- [Reading passage]:
_ _ _ _

Saturday, March 31, 2012

The English Patient (1996) Review


“Every night I cut out my heart. But in the morning it was full again.”
     I saw the English Patient about nine times when it was first released in the cinemas. It was the most mesmerizing cinematic experiences I ever had and it left a stain inside me. I was tormented with the pain and anguish Ralph Fiennes character went through. Years later, I finally watched it again. I fell in love with the English Patient even more. It touched me so deeply that I considered it the best film ever made for a long while because I learned to respect it even more since I could relate. We all had a love that is by no means forgotten and its distributed intimacy only a dream. The English Patient shares such ideals of the risks we are prepared to take. The jeopardy to dream and to live such a dream.
    Every actor provided a subtle performance filled with depth and history. The audience feels their emotions, whether it be an adoring lust or excruciating suffering. The best thing in the film was Ralph Fiennes delicate performance in this masterpiece of a film. He plays Almasy, a man who falls in love gradually but ever so intensely with Katherine. As he opens his heart he leaps into this forbidden affair. The most touching tear-jerking scene for me will forever be when Almasy carries his hurt love and he noticed a thimble he bought her around her neck. He points it out in which she responds, “I’ve always worn it, I’ve always loved you” and right after she tells him this he begins to cry with such a pain flowing from inside his inner being. Of course the music really helped with this scene’s emotional journey. The English Patient is one of the most striking and heartbreaking romances ever to be written and put on film. It beyond a doubt will disturb and captivate you long after it’s over.
    This is one of the better films made within the past twenty years. So I don’t comprehend why several people are so against this film. Immediately people point out that it was way too long, but what they don’t realize that there were a number of fantastic films that were “way too long”. Such films include The Godfather, Saving Private Ryan, Schindler’s List, etc. The original cut of the film was four hours and ten minutes, so the edited version was two hours and forty-five minutes is not horrific. The audience wouldn't have received an impact if it were only ninety minutes.
     It’s a broad epic much similar to Titanic’s approach, but The English Patient is much more established and touching. It has a certain type of cinematic poetry much like Cinema Paradiso, that I hardly ever see enough of in films today. This film should be a part of any cinema lover’s film collection. It’s pacing may be slow, yet it’s satisfying, the viewer finds themselves folded up in it and by the end they can’t look away. It’s a modern day Casablanca. Not to be missed!

_ _ _ _

- [Questions on the material]:
• 1. According to the review of The English Patient, how long was the film's original cut?
• 2. Reproduce the stretch of the review from "It’s a broad" through "to be missed!", word for word.

- [Given information]:
_ _ _ _

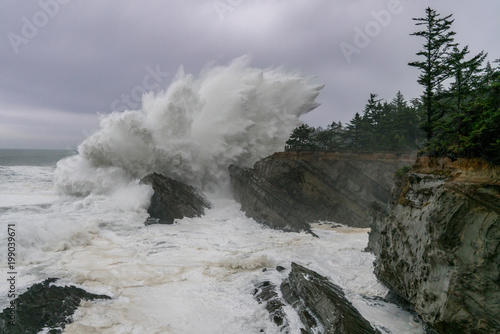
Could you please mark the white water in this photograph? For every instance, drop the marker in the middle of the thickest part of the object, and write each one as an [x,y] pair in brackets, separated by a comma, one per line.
[194,130]
[198,275]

_ _ _ _

- [List of solutions]:
• 1. Four hours and ten minutes.

• 2.
It’s a broad epic much similar to Titanic’s approach, but The English Patient is much more established and touching. It has a certain type of cinematic poetry much like Cinema Paradiso, that I hardly ever see enough of in films today. This film should be a part of any cinema lover’s film collection. It’s pacing may be slow, yet it’s satisfying, the viewer finds themselves folded up in it and by the end they can’t look away. It’s a modern day Casablanca. Not to be missed!